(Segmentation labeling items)

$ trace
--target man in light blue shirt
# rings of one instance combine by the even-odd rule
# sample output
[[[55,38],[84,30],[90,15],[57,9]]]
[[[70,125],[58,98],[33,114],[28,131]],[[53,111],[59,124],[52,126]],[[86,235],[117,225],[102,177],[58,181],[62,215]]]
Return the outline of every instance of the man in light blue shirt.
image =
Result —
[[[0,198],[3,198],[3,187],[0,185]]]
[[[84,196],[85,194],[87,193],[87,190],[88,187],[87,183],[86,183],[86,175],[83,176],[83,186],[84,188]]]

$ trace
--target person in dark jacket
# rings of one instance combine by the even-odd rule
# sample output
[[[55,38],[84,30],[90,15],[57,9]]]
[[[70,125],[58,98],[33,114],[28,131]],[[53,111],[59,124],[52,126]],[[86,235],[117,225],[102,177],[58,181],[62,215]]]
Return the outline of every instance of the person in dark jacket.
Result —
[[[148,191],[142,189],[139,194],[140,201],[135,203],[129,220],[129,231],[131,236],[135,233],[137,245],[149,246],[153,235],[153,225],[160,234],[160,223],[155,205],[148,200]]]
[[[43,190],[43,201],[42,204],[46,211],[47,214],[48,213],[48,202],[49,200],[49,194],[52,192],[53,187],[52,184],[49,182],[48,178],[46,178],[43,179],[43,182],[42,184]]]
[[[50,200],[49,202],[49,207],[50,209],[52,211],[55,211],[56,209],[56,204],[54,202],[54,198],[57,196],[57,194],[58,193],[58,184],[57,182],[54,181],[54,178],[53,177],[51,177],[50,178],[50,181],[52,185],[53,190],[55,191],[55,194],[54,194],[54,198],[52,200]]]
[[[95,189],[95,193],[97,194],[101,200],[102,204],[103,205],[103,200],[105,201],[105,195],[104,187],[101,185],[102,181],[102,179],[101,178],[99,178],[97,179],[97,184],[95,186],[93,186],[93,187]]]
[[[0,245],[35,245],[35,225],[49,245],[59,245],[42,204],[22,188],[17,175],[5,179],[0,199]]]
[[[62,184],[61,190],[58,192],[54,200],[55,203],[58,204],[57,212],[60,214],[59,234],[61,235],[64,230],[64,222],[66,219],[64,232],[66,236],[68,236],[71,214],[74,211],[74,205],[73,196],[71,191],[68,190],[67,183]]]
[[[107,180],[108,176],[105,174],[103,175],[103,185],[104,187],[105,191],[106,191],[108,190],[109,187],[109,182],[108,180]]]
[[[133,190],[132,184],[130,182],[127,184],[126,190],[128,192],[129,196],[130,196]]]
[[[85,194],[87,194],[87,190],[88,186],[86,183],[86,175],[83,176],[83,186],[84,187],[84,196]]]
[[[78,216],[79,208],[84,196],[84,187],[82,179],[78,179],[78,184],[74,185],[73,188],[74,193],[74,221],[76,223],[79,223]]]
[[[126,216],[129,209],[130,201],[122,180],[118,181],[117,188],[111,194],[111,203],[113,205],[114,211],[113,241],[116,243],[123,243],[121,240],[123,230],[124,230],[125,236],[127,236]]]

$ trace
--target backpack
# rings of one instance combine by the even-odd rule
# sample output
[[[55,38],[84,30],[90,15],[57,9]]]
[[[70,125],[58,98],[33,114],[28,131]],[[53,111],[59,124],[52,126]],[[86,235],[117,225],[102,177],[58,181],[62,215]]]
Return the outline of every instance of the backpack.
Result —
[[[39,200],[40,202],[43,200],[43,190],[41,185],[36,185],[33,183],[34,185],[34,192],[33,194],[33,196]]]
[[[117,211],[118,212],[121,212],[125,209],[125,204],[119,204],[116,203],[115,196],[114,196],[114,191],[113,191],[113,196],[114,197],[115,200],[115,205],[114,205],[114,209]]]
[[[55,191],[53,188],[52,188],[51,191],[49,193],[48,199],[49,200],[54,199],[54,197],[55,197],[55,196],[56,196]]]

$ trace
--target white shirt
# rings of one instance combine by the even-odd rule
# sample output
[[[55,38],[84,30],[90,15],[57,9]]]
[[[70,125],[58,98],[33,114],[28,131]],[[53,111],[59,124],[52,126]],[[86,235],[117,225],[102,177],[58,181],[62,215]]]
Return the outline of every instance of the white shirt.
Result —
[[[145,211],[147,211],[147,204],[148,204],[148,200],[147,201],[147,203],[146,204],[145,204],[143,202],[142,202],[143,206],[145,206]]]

- [Directions] Put every line of the items above into a JSON list of strings, with one string per line and no blank lines.

- [Response]
[
  "$ trace",
  "--target man in light blue shirt",
  "# rings of one instance combine by the even-odd rule",
  "# sample output",
  "[[[55,38],[84,30],[90,15],[57,9]]]",
  "[[[70,125],[58,98],[33,114],[28,131]],[[53,111],[59,124],[52,126]],[[86,235],[117,225],[102,177],[58,181],[62,215]]]",
  "Return the outline of every instance of the man in light blue shirt.",
  "image =",
  "Result —",
  "[[[0,198],[3,198],[3,187],[0,185]]]",
  "[[[84,196],[85,194],[87,193],[87,190],[88,187],[87,183],[86,183],[86,175],[83,176],[83,186],[84,188]]]",
  "$ trace",
  "--target person in dark jacket",
  "# rings of one instance combine by the even-odd rule",
  "# sample output",
  "[[[55,38],[84,30],[90,15],[57,9]]]",
  "[[[70,125],[58,98],[33,114],[28,131]],[[53,111],[59,124],[52,126]],[[86,235],[117,225],[102,177],[58,181],[62,215]]]",
  "Return the outline of every instance of the person in dark jacket.",
  "Result —",
  "[[[148,191],[142,189],[139,194],[140,201],[135,203],[129,220],[129,231],[131,236],[135,233],[137,245],[149,246],[153,235],[153,225],[160,234],[160,223],[155,205],[148,200]]]",
  "[[[43,190],[43,201],[42,204],[46,211],[47,214],[48,213],[48,202],[49,200],[49,194],[52,192],[53,187],[52,184],[49,182],[48,178],[46,178],[43,179],[43,182],[42,184]]]",
  "[[[50,200],[49,202],[49,207],[50,209],[52,211],[55,211],[56,209],[56,204],[54,202],[54,198],[57,196],[57,194],[58,193],[58,184],[57,182],[54,181],[54,178],[53,177],[51,177],[50,178],[50,181],[52,185],[53,190],[55,191],[55,194],[54,194],[54,198],[52,200]]]",
  "[[[95,189],[95,193],[97,194],[101,200],[102,204],[103,205],[103,200],[105,201],[105,195],[104,187],[101,185],[102,181],[102,179],[101,178],[99,178],[97,179],[97,184],[95,186],[93,186],[93,187]]]",
  "[[[0,245],[35,245],[35,225],[49,245],[59,245],[42,204],[22,188],[17,175],[5,179],[0,199]]]",
  "[[[62,184],[61,190],[58,192],[54,200],[55,203],[58,204],[57,212],[60,214],[59,234],[61,235],[64,230],[64,222],[66,219],[64,232],[66,236],[68,236],[71,214],[74,211],[74,205],[73,196],[71,191],[68,190],[67,183]]]",
  "[[[107,180],[108,176],[105,174],[103,175],[103,185],[104,187],[105,191],[106,191],[108,190],[109,187],[109,182],[108,180]]]",
  "[[[133,190],[132,184],[130,182],[127,184],[126,190],[128,192],[129,196],[130,196]]]",
  "[[[85,194],[87,194],[87,190],[88,186],[86,183],[86,175],[83,176],[83,186],[84,187],[84,196]]]",
  "[[[78,216],[79,208],[84,196],[84,187],[82,179],[78,179],[78,184],[74,185],[73,188],[74,193],[74,221],[76,223],[79,223]]]",
  "[[[126,216],[129,209],[130,201],[122,180],[118,181],[117,188],[111,194],[111,203],[113,205],[114,211],[113,241],[116,243],[123,243],[121,240],[123,230],[124,230],[125,236],[127,236]]]",
  "$ trace",
  "--target backpack",
  "# rings of one instance combine by the even-odd rule",
  "# sample output",
  "[[[55,38],[84,30],[90,15],[57,9]]]",
  "[[[70,125],[58,98],[33,114],[28,131]],[[53,111],[59,124],[52,126]],[[86,235],[117,225],[102,177],[58,181],[62,215]]]",
  "Return the outline of every instance of the backpack.",
  "Result —",
  "[[[39,200],[40,202],[43,200],[43,190],[41,185],[36,185],[33,183],[34,185],[34,192],[33,194],[33,196]]]",
  "[[[117,211],[118,212],[121,212],[125,209],[125,204],[119,204],[116,203],[115,196],[114,196],[114,191],[113,191],[113,196],[114,197],[115,200],[115,205],[114,205],[114,209]]]",
  "[[[55,191],[53,188],[52,188],[51,191],[49,193],[48,199],[49,200],[54,199],[54,197],[55,197],[55,196],[56,196]]]",
  "$ trace",
  "--target white shirt",
  "# rings of one instance combine by the even-odd rule",
  "# sample output",
  "[[[55,38],[84,30],[90,15],[57,9]]]",
  "[[[70,125],[58,98],[33,114],[28,131]],[[53,111],[59,124],[52,126]],[[86,235],[117,225],[102,177],[58,181],[62,215]]]",
  "Return the outline of every instance of the white shirt.",
  "Result —",
  "[[[145,211],[147,211],[147,204],[148,204],[148,200],[147,201],[147,203],[146,204],[145,204],[143,202],[142,202],[143,206],[145,206]]]"
]